* _WORK TO COMPLETE_
Give all of the data below again exactly, and drop the images.
WORKING DATA START
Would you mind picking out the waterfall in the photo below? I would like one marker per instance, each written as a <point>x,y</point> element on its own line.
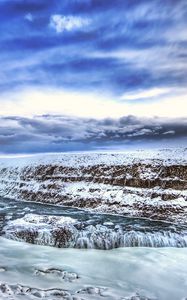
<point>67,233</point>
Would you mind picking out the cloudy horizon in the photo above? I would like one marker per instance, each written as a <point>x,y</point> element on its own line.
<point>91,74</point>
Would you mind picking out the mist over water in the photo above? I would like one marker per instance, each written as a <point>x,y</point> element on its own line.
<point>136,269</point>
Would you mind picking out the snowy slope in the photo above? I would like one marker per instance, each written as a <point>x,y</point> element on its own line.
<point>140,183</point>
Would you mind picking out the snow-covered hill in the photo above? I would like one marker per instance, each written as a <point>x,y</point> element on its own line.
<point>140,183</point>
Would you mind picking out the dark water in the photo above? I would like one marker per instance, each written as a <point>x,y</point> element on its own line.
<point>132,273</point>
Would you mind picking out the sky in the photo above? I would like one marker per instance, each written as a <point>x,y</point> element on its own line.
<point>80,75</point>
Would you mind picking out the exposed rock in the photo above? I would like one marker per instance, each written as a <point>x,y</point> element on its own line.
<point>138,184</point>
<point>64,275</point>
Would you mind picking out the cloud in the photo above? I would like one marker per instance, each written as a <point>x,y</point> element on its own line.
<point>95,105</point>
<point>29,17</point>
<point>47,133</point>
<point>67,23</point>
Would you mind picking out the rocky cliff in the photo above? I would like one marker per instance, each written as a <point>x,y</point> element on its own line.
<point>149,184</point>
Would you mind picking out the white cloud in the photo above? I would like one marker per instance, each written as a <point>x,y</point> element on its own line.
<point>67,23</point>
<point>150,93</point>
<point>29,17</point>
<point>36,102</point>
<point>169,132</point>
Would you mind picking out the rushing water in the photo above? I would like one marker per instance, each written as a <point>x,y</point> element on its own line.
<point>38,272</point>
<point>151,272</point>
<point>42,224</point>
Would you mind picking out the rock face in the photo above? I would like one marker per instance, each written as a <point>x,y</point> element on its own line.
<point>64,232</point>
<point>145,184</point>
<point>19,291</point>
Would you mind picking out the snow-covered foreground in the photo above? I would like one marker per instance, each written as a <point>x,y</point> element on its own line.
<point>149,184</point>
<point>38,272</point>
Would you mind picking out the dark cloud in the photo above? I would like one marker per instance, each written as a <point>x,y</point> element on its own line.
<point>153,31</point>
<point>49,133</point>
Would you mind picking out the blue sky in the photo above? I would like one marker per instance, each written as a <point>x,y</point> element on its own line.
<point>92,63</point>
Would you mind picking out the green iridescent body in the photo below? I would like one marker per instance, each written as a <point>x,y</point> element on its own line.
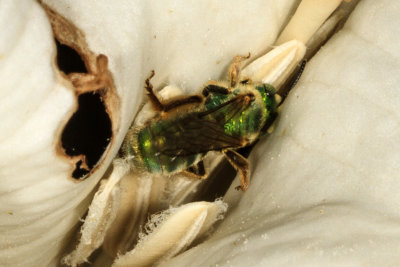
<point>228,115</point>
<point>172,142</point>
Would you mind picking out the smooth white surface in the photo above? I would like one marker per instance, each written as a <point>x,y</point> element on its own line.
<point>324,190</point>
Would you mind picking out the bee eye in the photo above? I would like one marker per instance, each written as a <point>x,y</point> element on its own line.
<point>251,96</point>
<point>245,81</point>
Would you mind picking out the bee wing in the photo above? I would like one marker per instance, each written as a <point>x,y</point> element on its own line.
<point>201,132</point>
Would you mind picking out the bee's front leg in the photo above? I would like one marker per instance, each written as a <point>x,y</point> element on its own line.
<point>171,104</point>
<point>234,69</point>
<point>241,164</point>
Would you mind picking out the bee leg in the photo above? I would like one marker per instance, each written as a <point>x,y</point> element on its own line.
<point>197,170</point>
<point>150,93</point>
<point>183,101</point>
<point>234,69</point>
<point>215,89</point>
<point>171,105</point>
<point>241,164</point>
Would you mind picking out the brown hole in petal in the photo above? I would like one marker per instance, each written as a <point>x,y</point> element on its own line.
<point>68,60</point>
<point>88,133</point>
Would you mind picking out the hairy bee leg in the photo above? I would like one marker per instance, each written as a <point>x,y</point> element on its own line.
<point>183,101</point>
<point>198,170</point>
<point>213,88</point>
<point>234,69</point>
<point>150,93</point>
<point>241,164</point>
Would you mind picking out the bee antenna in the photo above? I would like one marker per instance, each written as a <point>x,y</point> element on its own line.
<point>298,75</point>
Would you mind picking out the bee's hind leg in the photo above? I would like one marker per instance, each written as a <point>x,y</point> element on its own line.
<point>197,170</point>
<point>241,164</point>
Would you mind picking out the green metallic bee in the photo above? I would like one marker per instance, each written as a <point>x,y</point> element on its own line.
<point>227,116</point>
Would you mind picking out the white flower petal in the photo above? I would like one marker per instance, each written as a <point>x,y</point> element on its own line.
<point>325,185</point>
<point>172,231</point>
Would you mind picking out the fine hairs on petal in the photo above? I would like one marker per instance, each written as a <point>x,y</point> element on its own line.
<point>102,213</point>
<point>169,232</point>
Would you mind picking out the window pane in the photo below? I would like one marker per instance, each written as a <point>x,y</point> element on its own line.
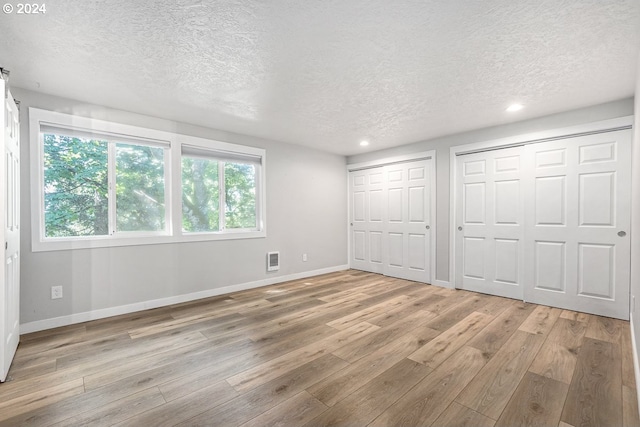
WORKING DATA END
* _SOLUTION TO THIS TASK_
Would you mind picking out the waterfall in the photo below? I would like one marker per instance, each written as a <point>x,y</point> element on its own line.
<point>67,233</point>
Would you mind picking out the cloudy horizon in the photo above? I would like one marker per instance, each written as a <point>x,y</point> element on its own line.
<point>91,74</point>
Would you mind picking out the mist over water in the photo above? I would like one marker per instance, each written as a <point>x,y</point> element on its own line.
<point>136,269</point>
Would you mind picking out the snowy slope in the photo above? I would like one marker per instance, each written as a <point>x,y</point> element on its own line.
<point>140,183</point>
Would you mind picking out the snow-covered hill in the photo above? I would like one marker per instance, each written as a <point>x,y</point> element on its own line.
<point>140,183</point>
Would you mind picking out the dark water in the photo above? I would like one marker per instance, each written as a <point>x,y</point> element on its own line.
<point>132,273</point>
Would you mind picking out the sky in the photo above? I would like one marker per instance, each written as a <point>x,y</point> element on its own line.
<point>80,75</point>
Would you mind picking out the exposed rock in the photo above? I would like one marker per instance, each written as a <point>x,y</point> element on its own line.
<point>138,184</point>
<point>64,275</point>
Would you mind picking out the cloud in the photo above? I would like one marker per instance, each written as a <point>x,y</point> element on its own line.
<point>95,105</point>
<point>29,17</point>
<point>47,133</point>
<point>67,23</point>
Would you mind picking out the rocky cliff in the photo above? I would like one marker per instance, each written as a <point>x,y</point> element on its own line.
<point>149,184</point>
Would you mind picking out the white cloud in the photo above? I would like one marker per instance, each written as a <point>x,y</point> element on its own line.
<point>67,23</point>
<point>150,93</point>
<point>29,17</point>
<point>36,102</point>
<point>169,132</point>
Would you mind picking out the rushing water in the photo above? I would like one marker per instance, each written as a <point>x,y</point> element on its own line.
<point>38,272</point>
<point>151,272</point>
<point>42,224</point>
Would you mind picking out the rock face in the photo above? I would like one marker per instance, each written as a <point>x,y</point> element on its own line.
<point>64,232</point>
<point>145,184</point>
<point>19,291</point>
Would you mind picking out the snow-covered foreground in the photo above? I would like one marker per instance, each written as a <point>x,y</point> element on its own line.
<point>149,184</point>
<point>38,272</point>
Would you mind picking out the dark cloud in the photo above? I would like one marker per instance, each written as a <point>x,y</point> element on its own line.
<point>153,31</point>
<point>49,133</point>
Would you mind picking out the blue sky in the photo above? I would like one marker per instance, each written as a <point>x,y</point> element on its own line.
<point>92,63</point>
Would you mind picking out the green iridescent body in the photo below? I would like one marker per instance, each written as a <point>x,y</point> element on its own line.
<point>228,115</point>
<point>172,142</point>
Would you mind picking out the smooth white surface in the photo above? I would like one marker per instance, each written as a <point>x,y</point> element on its own line.
<point>324,190</point>
Would you mind picking out the bee eye in the photo above? I would like one marker per instance, each written as a <point>x,y</point> element on its own line.
<point>251,96</point>
<point>245,81</point>
Would you mind picking out the bee wing in the photo above? I would like one marker per instance, each written as a <point>x,y</point> element on its own line.
<point>201,132</point>
Would you mind picking out the bee's front leg in the photo above? I would like one marker per instance, each written as a <point>x,y</point> element on its own line.
<point>171,104</point>
<point>234,69</point>
<point>241,164</point>
Would you mind picking out the bee leg in the photo above? I would like one marker per instance, each written as a <point>x,y</point> element on its own line.
<point>197,170</point>
<point>150,93</point>
<point>183,101</point>
<point>234,69</point>
<point>215,89</point>
<point>171,105</point>
<point>241,164</point>
Would you mind picking out the brown hole in petal in the photo above? I would like one marker per instance, each written as a <point>x,y</point> element on its own line.
<point>68,60</point>
<point>88,133</point>
Would you mind picking out the hairy bee leg in the photo above? I would like one marker per instance, each written as a <point>x,y</point> element on its own line.
<point>183,101</point>
<point>198,170</point>
<point>213,88</point>
<point>234,69</point>
<point>150,93</point>
<point>241,164</point>
Would you mind picking out the bee antenna in the photo above? I would like one marker per instance, each written as a <point>x,y</point> element on its own line.
<point>298,75</point>
Would you mind picking out the bee's hind leg in the photo above? I would like one marker per instance, each written as a <point>x,y</point> element on its own line.
<point>197,170</point>
<point>241,164</point>
Would you mind picking out the green metallic bee in the photo above? I would like one marker per instance, each written as a <point>x,y</point> element on its own line.
<point>227,116</point>
Would you mind picking out the white flower petal in the photo above? I would like one marker per instance, each written as a <point>x,y</point> element on its own line.
<point>325,185</point>
<point>172,231</point>
Would you mind picking out the fine hairs on petal in the photo above? I would like one marker per instance, each written as a <point>x,y</point> element on its own line.
<point>102,213</point>
<point>169,232</point>
Would you mind picking out the window pane in the photo below? I would like one marker per instance, each written as a <point>x,y</point> element on its own line.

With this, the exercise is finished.